- Opening Delimiter -
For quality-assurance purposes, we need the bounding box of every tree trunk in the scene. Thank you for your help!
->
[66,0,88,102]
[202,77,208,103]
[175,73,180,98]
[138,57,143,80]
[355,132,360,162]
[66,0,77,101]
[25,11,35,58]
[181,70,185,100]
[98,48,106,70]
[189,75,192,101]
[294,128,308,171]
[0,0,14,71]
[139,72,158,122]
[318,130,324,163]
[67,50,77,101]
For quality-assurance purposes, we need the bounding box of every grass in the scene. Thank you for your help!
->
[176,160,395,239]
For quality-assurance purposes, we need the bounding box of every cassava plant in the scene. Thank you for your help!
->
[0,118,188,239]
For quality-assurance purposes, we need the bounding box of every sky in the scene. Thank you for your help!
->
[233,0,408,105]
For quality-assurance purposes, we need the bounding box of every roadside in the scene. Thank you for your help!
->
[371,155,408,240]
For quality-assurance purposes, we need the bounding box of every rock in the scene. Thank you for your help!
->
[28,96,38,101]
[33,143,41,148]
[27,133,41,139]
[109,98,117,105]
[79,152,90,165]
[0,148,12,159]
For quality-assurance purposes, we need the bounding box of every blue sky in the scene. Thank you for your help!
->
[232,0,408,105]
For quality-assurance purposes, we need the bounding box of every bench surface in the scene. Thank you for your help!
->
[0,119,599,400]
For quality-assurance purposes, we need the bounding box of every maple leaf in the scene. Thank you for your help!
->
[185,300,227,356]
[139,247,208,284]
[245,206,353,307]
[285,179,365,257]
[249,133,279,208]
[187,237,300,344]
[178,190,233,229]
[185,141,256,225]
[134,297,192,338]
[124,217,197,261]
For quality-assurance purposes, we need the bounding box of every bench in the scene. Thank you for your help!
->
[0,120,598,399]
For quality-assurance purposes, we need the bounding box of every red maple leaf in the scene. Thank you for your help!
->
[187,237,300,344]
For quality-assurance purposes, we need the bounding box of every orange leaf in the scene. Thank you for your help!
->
- Closing Delimiter -
For this exercise, retype each entry from above exactly as it stands.

For quality-assurance purposes, we need the bounding box of every tree trunk in the scene. Thank you for your help!
->
[66,0,88,102]
[202,77,208,103]
[175,73,180,98]
[138,57,143,80]
[355,132,360,162]
[66,0,77,101]
[25,11,35,58]
[181,70,185,100]
[98,48,106,70]
[189,75,192,101]
[294,128,308,171]
[0,0,14,71]
[139,72,158,122]
[318,130,324,163]
[67,50,77,101]
For quality-assurance purposes, we need the bounding box of every grass in the scene. Thank you for your help!
->
[176,160,395,239]
For quality-assurance purposes, we need the bounding box of every cassava plant in the scene. Thank you for your help!
->
[0,118,188,239]
For quality-assurance purposes, we need the bounding box of every sky in the scene. Thank you for your help!
->
[233,0,408,105]
For quality-assurance purposes, we need the bounding box of every roadside in the scene. Thank you for your help!
->
[371,155,408,240]
For quality-assurance purposes, we need the bounding box of every rock in the scene. Thank you for your help!
->
[28,96,38,101]
[33,143,41,148]
[27,133,41,139]
[109,98,117,105]
[79,152,90,165]
[0,148,12,159]
For quality-assurance purposes, we need the bounding box of every blue sky in the scene. Thank you for your help!
->
[232,0,408,105]
For quality-assurance purposes, we need the bounding box of every bench surface in the scene. Thank you for your help!
->
[0,119,599,400]
For quality-assurance purposes, we need the bounding box of every maple leaf in the scene. Thank you for your help!
->
[185,300,227,356]
[139,247,208,284]
[245,206,353,307]
[285,179,365,257]
[249,133,279,208]
[187,237,300,344]
[178,190,233,229]
[185,141,256,225]
[134,297,192,338]
[124,217,197,261]
For quality-assurance purposes, we need the bounding box of every bench in the scene. Thank you for your help!
->
[0,120,598,399]
For quality-assurance purposes, we need the bounding box of every red maple leaf in the scene. Thank you for your help!
->
[187,237,300,344]
For quality-assurance purposes, we need the bounding box of every orange leaf in the scene. Thank you for your help!
->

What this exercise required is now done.